(Dataset items)
= Beginning of Section =

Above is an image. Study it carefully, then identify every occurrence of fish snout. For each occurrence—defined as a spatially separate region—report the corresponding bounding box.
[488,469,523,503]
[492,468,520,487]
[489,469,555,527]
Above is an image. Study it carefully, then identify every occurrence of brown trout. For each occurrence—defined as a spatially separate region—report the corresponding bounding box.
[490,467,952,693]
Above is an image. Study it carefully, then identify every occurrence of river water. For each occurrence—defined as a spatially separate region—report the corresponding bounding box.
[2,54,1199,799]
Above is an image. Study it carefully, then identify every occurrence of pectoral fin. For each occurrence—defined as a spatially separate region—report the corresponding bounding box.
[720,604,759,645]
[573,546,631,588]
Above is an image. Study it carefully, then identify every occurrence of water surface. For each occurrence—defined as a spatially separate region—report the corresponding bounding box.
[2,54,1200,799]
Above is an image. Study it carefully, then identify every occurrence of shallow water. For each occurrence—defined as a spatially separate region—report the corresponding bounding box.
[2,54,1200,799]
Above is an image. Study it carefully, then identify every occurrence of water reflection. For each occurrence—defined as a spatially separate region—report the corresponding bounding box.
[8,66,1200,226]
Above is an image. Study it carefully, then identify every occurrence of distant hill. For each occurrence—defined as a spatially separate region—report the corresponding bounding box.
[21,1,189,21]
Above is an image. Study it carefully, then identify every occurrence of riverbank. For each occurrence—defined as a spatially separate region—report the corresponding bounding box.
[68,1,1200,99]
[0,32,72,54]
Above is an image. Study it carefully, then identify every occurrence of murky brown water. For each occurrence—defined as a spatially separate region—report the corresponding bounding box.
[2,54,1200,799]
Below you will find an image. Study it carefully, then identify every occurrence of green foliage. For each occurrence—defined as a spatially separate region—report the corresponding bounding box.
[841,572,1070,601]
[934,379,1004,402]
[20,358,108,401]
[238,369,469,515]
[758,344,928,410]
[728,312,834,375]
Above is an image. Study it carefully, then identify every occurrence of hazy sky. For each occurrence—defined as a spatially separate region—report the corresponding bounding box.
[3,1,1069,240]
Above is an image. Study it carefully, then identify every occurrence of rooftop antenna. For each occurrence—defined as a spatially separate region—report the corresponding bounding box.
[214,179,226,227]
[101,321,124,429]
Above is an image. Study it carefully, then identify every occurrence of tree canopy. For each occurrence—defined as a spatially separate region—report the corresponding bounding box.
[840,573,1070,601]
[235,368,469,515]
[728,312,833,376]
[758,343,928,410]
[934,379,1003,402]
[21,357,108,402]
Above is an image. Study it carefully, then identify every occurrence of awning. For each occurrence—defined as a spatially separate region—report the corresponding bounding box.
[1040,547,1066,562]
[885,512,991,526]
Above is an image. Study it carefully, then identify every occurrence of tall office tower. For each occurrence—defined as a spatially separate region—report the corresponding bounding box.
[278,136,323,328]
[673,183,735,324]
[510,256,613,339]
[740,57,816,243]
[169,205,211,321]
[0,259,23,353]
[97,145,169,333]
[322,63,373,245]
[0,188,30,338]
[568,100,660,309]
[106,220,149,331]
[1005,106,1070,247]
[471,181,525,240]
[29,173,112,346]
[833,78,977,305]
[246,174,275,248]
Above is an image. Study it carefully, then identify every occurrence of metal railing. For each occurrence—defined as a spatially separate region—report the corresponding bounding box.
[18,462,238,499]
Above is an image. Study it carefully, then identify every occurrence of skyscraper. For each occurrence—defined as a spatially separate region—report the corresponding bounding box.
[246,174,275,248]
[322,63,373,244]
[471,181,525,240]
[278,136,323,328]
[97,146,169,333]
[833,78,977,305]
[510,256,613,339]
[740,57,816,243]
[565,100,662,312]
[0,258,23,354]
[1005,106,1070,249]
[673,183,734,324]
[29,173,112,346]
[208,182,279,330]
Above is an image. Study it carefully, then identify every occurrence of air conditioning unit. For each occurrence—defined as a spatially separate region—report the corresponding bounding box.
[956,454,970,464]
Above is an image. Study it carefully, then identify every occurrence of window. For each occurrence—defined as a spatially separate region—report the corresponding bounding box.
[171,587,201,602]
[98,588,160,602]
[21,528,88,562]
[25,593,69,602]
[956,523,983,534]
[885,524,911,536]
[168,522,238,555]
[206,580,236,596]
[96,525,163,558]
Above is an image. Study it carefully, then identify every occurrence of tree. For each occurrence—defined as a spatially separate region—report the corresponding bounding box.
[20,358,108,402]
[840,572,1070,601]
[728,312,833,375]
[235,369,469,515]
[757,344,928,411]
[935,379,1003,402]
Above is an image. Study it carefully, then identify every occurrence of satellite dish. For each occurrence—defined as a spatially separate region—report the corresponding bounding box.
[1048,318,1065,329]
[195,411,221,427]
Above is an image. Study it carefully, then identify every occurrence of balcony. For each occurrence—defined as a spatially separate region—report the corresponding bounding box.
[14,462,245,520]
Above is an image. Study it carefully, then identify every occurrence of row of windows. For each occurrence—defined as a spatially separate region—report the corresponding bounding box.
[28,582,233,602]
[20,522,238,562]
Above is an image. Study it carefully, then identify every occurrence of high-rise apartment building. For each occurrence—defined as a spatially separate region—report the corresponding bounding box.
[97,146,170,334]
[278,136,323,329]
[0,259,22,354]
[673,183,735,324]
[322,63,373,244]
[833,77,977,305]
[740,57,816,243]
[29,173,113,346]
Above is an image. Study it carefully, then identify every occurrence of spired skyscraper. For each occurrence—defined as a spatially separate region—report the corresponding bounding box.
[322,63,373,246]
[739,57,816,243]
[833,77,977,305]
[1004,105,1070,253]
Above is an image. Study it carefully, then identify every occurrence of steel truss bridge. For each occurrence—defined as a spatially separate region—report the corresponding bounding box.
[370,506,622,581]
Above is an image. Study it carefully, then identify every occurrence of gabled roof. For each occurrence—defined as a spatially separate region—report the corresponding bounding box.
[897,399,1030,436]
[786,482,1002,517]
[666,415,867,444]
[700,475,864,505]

= End of Section =

YOUR OBJECTIVE
All of the entries above need to be printed again exactly.

SOLUTION
Above is an image. Study it carefully, then identify every occurrence of fish snout. For each occurrence—defined as a spatially separate region—report the corresponding bounding box.
[488,469,523,503]
[492,468,520,487]
[489,469,555,527]
Above is an image. Study it carefully, then identify every occurrence of brown trout. For each occurrence—defined as a spatially separate region—report the corresponding bounding box.
[490,467,952,693]
Above is an image. Study it carefully, then identify every occurrence of river water. For each occurrence—defined as a spatially separate region—report the corresponding bounding box.
[2,54,1199,799]
Above is an image. Study it carefully, then identify every occurrence of pectoral fin. For each occurrence—defined as a spatially separate region—report the corresponding bounding box.
[720,604,759,645]
[573,546,631,588]
Above is an image. Study it carefully, then identify every occurrence of water surface. For each occurrence—defined as a spatially separate region—report the corresponding bounding box.
[2,54,1200,799]
Above is an image. Study it carefully, then identify every occurrence of shallow water. For each occurrence—defined as a spatially separate region—report the corresponding bounding box.
[2,54,1200,799]
Above is an image. Study it carefully, then identify every occurrence of water reflection. For each occurrence—defined as a spatially separate region—report the corresponding bounding box.
[8,66,1200,226]
Above is an image. Study it carefully, then identify every occurrence of distant hill. For each occurrence—defined as a spatially separate region—report the corresponding bounding box.
[21,1,189,21]
Above is an image. Study it carefully, then identify every occurrence of riverbank. For each occurrence—defined as a spatially separate region—report the corresponding bounding box.
[68,1,1200,99]
[0,32,72,54]
Above is an image. Study it carefully, then identify every occurrence of murky brown water. For each occurrence—defined as a spatially separate region—report the corresponding bounding box.
[2,54,1200,799]
Below you will find an image. Study it carefully, then identify every occurrence of green foliage. For each occurrence—defined as a spatially separate region—report the corresponding bounding box.
[841,572,1070,601]
[934,379,1004,402]
[20,358,108,401]
[238,369,469,515]
[758,344,928,410]
[728,312,834,375]
Above is an image. Study it carefully, then identify every occurrence of hazy sky. For each occurrence—defined as a spatially separate region—report the corresponding bounding box.
[3,1,1069,240]
Above is an image. Study it carefully, then identify every occurrence of rooftop antenna. For each occurrence—defined as a spatially separate region—report the corresponding bounding box.
[214,179,226,227]
[101,321,124,429]
Above is an image. Study it carefully, then identify every occurrence of tree canopy. For each occurrence—defined as a spatially separate region—report the corresponding bounding box.
[840,573,1070,601]
[235,368,469,515]
[728,312,833,376]
[758,343,928,410]
[934,379,1003,402]
[21,357,108,402]
Above is an image. Study it carefully, then identify every occurrence of awning. For each occurrence—defined as a spatially separate region—report the corresponding bounding box.
[1040,547,1066,562]
[885,512,991,526]
Above is an image. Study it carefully, then identify every occurrence of tall office tower. For each occurrence—defined as a spatially separate region—report the corresponding bounding box.
[278,136,323,328]
[673,183,735,324]
[510,256,613,339]
[740,57,816,243]
[169,205,211,321]
[0,259,23,353]
[97,145,169,333]
[322,63,373,245]
[0,188,30,338]
[568,100,660,309]
[106,220,149,331]
[1005,106,1070,247]
[471,181,525,240]
[29,173,112,346]
[833,78,977,305]
[246,174,275,248]
Above is an image. Study it carefully, then identify every occurrence of metal railing. For each occurrence—defined as a spatially separate region—report the corresponding bounding box.
[18,462,238,499]
Above is an image. Study it carefully, then identify every occurrence of skyscraper. For each occurrence—defined as a spatially separate region—report the corresponding bounding box.
[246,174,275,248]
[322,63,373,244]
[471,181,525,240]
[278,136,323,328]
[97,146,169,333]
[833,78,977,305]
[510,256,613,339]
[740,57,816,243]
[565,100,662,312]
[0,258,23,354]
[1005,106,1070,249]
[673,183,734,324]
[29,173,112,346]
[208,182,279,330]
Above is an image. Study it carefully, then identify every occurrence of air conditioning unit. For each occurrence—defined as a spatially separate region—report the corresponding bounding box.
[956,454,970,464]
Above is an image. Study it carefully, then identify every occurrence of window. For each occurrence—defined as a spatially separate region—report the corresponding bounding box.
[171,587,201,602]
[98,588,160,602]
[21,528,88,562]
[25,593,69,602]
[956,523,983,534]
[885,524,911,536]
[168,522,238,555]
[206,580,236,596]
[96,525,163,558]
Above is an image. Study it carefully, then identify every occurrence of tree. For each occurrence—defined as a spatially separate region—report the corresponding bounding box.
[20,358,108,402]
[840,572,1070,601]
[728,312,833,375]
[235,369,469,515]
[757,344,928,411]
[935,379,1003,402]
Above is an image. Study it carefully, then identify every occurrence of satellite dish. For each occurrence—defined as a spatially separate region—report the corresponding bounding box.
[1048,318,1065,329]
[195,411,221,427]
Above is an image. Study it carefully, then identify every occurrence of balcony. For each occurrence—defined as a spatially separate region—report the corresponding bounding box.
[14,462,245,520]
Above is an image. Study it carefully, then identify every occurrence of row of windows. For each occurrence—defined as a spatially separate region—report the corresponding bounding box.
[28,582,233,602]
[20,522,238,562]
Above is an image. Study it carefully, then identify every occurrence of high-rise apartment building. For each occurrence—defined as a spatially separate region—report the corresponding bounding box.
[97,146,170,334]
[278,136,323,329]
[0,259,22,354]
[673,183,735,324]
[322,63,373,244]
[833,77,977,305]
[740,57,816,243]
[29,173,113,346]
Above is an image. Study it carefully, then identify every occurrence of spired skyscraper. For each occurrence—defined as a spatially separate region—report the corresponding bounding box.
[322,63,373,246]
[739,57,816,243]
[833,77,977,305]
[1004,105,1070,253]
Above is an image. Study it carefully, then identify every occurrence of steel truss bridge. For each occurrence—defined as a spatially separate region—report the corresponding bounding box.
[370,506,622,581]
Above is an image. Study it carefully, then identify every occurrence of gabled roof. For each occurrence—defined as a spatially separate region—report the corresponding bounding box.
[897,399,1030,436]
[786,482,1002,517]
[666,415,867,444]
[700,475,864,505]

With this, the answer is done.